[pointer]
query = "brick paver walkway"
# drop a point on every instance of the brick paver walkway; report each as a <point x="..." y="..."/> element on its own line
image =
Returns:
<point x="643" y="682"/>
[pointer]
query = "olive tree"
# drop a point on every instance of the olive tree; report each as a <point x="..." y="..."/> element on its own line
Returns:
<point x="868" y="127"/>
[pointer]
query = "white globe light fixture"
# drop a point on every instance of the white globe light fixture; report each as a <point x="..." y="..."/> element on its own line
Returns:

### WORK INSTRUCTIONS
The response consists of the lines above that contain "fixture".

### SOLUTION FOR THIS EXERCISE
query = "white globe light fixture"
# drop a point on every instance of the white globe light fixture; report each as a <point x="..." y="..."/> element on its own line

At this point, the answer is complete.